◆ **WHAT TO WORK ON**
Each entry that follows should be retyped in full and exactly.

═════ DATA UNDER STUDY

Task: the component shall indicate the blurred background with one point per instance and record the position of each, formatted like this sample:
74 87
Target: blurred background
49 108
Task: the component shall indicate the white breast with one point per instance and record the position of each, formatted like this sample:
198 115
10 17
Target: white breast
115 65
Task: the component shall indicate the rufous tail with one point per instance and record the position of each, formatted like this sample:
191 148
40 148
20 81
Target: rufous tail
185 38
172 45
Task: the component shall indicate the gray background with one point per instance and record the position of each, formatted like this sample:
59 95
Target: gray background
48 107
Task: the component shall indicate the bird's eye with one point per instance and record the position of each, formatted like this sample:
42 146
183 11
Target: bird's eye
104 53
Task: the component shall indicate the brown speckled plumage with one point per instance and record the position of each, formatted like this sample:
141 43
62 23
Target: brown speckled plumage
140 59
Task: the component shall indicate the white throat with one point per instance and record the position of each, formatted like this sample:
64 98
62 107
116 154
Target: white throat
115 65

══════════

◆ **ANSWER TO THIS PROBLEM**
Task: the component shall indicate the blurred background with one point per instance and record the position of each, formatted like this sample:
74 87
Target: blurred background
49 108
Task: the component shall indicate the white breast with one point per instance and record the position of each, formatted like this sample:
198 115
10 17
Target: white breast
115 65
Task: the component shall indicate the rufous tail with one point per instance and record the position of each, formatted like this sample:
191 148
40 148
20 81
Target: rufous tail
185 38
172 45
Task: the component shall indicate the gray background with one point per instance and record the position of each, formatted like this sample:
59 95
Target: gray background
48 107
Task: the component shall indicate the bird's eye with one point per instance and record the position of each, formatted like this sample:
42 146
183 11
Target: bird's eye
104 53
Task: the component shall indicate the brown speckled plumage with one point per instance and record the position of each, formatted like this sample:
141 43
62 23
Target: brown speckled plumage
140 59
Task: the component shall indicate the white throat with one point per instance and record the position of each, formatted like this sample:
64 98
62 107
116 154
Target: white throat
115 65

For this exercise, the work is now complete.